*YOUR TASKS*:
- a) From the biographical text, list the organizations whose boards Vernice serves on as named in the sentence that begins "She also serves". Leave out the advisory boards.
- b) Change "Community Champion" to "Community Leader" in the biographical text, then write out the stretch from "A graduate of" through "and Cosmopolitan Magazine." with that change made.

BEGIN DOCUMENT EXTRACT

Vernice is the co-founder of WeACT for Environmental Justice and serves on its board, she is also an appointee of Gov. Wes Moore to the board of trustees of the Chesapeake Bay Trust foundation. She also serves on the board's of Clean Water Action/Clean Water Fund, Land Loss Prevention Project, National Community Reinvestment Coalition, Natural Resources Defense Council’s Action Fund, Patuxent Riverkeeper, and on the advisory boards of Green Leadership Trust, and Imani Energy.
Vernice is a highly sought after public speaker, lecturer, and writer.

Abre’ Conner
Director of Environmental and Climate Justice at the NAACP
Abre' Conner, Esq. is the Director of the Center for Environmental and Climate Justice and oversees the strategy and collaboration across the NAACP to dismantle environmental racism. She has taught Education Law and is currently faculty in the Environmental Policy and Management Program at the University of California-Davis.
A native of Lakeland, FL, Abre' served as the Directing Attorney of Health at the Law Foundation of Silicon Valley where she led the litigation, direct legal services work, and advocacy regarding health equity and the social determinants of health that impact historically excluded communities across the Silicon Valley. Before joining the Law Foundation, Abre' was a staff attorney with the ACLU Foundation of Northern California, where she advocated for the civil rights and liberties of Central Valley and Northern California residents, including an emphasis on issues that impact people of color in rural communities such as environmental justice. As a staff attorney at the Center on Race, Poverty, and the Environment in Delano, CA, Abre' primarily worked with migrant farmworkers and in unincorporated communities. She has worked at numerous civil rights entities including the NAACP Legal Defense and Educational Fund, the U.S. Department of Education Office of Civil Rights, and Capitol Hill. She was also an associate in the White House Office of Presidential Personnel in the Obama Administration. Abre' served as the elected Assembly Speaker for the American Bar Association Young Lawyers Division, the chief policy officer for the Division, and is an appointed member of the ABA's Commission on Youth at Risk Advisory Board and Children's Rights Litigation Working Group. Under her leadership, the Division adopted a resolution declaring racism as a public health crisis which is now ABA policy. She currently sits on the ABA's Board of Governors, Earthjustice's Board of Trustees, and was appointed to the EPA's first HBCU-MSI Advisory Council.
A graduate of American University, Washington College of Law, and the University of Florida, Abre' has been named a top 40 under 40 Nation's Best Advocate by the National Bar Association, top 100 leader by Fresno Black Chamber of Commerce, top 40 On the Rise Attorneys by the American Bar Association Young Lawyers Division, Community Champion by Fresno Building Healthy Communities, 40 under 40 alumni by the University of Florida, 40 under 40 Young, Gifted, and Green recipient, and has been featured in the New York Times' The Daily, Essence, Forbes Magazine, American Bar Association Journal, Zeta Phi Beta Sorority Incorporated's National Magazine, The Archon, and Cosmopolitan Magazine.

END DOCUMENT EXTRACT
BEGIN PROVIDED DATA

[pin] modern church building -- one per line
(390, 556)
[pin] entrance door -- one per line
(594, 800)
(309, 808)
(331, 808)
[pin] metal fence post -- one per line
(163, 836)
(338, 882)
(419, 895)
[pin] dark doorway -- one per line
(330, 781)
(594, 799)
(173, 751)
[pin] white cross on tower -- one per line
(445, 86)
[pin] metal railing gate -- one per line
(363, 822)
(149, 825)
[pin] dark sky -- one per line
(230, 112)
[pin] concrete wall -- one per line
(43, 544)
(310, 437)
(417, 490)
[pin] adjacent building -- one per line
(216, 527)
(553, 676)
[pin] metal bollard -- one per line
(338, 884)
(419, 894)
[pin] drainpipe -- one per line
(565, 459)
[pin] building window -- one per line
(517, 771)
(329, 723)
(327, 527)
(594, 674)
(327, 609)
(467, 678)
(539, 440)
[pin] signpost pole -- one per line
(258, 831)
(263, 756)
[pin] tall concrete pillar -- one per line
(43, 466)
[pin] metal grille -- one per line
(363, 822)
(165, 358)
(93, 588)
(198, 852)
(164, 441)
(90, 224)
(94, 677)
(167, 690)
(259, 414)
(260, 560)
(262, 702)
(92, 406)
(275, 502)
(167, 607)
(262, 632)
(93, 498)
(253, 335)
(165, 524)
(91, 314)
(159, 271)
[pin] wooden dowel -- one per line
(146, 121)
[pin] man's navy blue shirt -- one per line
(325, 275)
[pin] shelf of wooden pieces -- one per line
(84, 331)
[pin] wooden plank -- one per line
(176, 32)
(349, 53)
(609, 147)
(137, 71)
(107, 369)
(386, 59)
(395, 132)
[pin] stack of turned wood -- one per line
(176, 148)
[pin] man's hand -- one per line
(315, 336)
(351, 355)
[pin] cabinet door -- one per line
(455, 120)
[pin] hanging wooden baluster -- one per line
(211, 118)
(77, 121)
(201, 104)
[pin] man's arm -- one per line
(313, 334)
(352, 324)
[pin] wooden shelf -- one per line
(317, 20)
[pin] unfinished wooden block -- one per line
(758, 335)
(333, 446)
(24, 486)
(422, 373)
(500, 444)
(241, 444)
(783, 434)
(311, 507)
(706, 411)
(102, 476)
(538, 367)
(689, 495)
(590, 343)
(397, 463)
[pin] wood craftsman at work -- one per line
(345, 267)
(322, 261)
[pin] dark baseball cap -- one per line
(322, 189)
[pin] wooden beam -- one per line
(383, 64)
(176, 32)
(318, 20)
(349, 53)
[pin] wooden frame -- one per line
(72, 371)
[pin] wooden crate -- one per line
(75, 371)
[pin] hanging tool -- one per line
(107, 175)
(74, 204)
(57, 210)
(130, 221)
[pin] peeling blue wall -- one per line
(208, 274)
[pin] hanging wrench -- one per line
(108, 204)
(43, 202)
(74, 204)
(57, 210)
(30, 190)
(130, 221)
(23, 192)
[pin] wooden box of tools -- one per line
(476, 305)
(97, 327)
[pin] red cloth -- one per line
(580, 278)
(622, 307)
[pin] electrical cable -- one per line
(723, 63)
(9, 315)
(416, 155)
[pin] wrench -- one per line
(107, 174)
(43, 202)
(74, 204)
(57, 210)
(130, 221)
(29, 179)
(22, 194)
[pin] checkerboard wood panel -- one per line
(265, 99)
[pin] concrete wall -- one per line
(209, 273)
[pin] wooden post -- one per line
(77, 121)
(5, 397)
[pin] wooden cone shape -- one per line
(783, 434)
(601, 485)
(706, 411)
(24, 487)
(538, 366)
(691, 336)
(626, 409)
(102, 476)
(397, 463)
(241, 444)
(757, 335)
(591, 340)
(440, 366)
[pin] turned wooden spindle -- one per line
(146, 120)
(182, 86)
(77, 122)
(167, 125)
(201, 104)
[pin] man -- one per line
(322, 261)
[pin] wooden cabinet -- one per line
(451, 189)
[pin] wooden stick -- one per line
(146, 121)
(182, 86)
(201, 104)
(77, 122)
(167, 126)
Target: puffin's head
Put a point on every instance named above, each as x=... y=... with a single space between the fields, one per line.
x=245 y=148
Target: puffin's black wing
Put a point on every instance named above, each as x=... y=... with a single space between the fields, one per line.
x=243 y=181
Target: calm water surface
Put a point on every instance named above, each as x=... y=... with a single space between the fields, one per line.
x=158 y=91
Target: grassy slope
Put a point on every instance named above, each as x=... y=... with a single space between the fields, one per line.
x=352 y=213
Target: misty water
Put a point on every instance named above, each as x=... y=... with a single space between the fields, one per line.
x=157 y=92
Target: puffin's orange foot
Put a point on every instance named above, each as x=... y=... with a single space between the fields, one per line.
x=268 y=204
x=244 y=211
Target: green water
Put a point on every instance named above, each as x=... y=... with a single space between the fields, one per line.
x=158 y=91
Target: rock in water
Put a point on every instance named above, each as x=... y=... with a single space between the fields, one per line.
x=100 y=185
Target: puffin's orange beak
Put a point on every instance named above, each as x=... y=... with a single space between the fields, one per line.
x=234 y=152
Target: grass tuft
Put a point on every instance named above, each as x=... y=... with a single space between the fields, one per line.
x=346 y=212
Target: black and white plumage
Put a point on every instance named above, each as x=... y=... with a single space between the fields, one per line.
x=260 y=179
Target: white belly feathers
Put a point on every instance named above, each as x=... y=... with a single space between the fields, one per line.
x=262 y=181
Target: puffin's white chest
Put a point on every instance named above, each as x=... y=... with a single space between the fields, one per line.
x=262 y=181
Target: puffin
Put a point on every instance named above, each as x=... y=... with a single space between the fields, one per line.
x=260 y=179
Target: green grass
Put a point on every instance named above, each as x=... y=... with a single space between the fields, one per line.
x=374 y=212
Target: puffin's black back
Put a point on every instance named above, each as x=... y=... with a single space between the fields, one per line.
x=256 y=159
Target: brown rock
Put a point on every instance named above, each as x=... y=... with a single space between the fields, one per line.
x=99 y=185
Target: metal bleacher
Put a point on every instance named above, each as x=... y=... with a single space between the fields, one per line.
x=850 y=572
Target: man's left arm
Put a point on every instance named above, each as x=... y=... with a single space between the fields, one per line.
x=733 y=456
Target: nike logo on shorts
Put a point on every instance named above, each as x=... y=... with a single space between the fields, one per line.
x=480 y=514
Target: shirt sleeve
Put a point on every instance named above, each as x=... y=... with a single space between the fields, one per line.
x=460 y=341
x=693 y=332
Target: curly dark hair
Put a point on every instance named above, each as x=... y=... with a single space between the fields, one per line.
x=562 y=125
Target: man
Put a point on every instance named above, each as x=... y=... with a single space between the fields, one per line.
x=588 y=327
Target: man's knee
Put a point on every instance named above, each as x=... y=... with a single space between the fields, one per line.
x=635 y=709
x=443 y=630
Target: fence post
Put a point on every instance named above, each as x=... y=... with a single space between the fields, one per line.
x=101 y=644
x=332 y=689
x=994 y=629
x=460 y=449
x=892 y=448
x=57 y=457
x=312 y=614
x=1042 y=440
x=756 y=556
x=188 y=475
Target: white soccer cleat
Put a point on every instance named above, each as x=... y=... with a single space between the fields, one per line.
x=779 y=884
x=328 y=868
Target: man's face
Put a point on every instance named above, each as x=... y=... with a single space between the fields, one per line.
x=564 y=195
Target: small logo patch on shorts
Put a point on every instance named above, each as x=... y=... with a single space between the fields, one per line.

END PROVIDED DATA

*RESULTS OF THE TASKS*:
- a)
Clean Water Action/Clean Water Fund
Land Loss Prevention Project
National Community Reinvestment Coalition
Natural Resources Defense Council's Action Fund
Patuxent Riverkeeper

- b)
A graduate of American University, Washington College of Law, and the University of Florida, Abre' has been named a top 40 under 40 Nation's Best Advocate by the National Bar Association, top 100 leader by Fresno Black Chamber of Commerce, top 40 On the Rise Attorneys by the American Bar Association Young Lawyers Division, Community Leader by Fresno Building Healthy Communities, 40 under 40 alumni by the University of Florida, 40 under 40 Young, Gifted, and Green recipient, and has been featured in the New York Times' The Daily, Essence, Forbes Magazine, American Bar Association Journal, Zeta Phi Beta Sorority Incorporated's National Magazine, The Archon, and Cosmopolitan Magazine.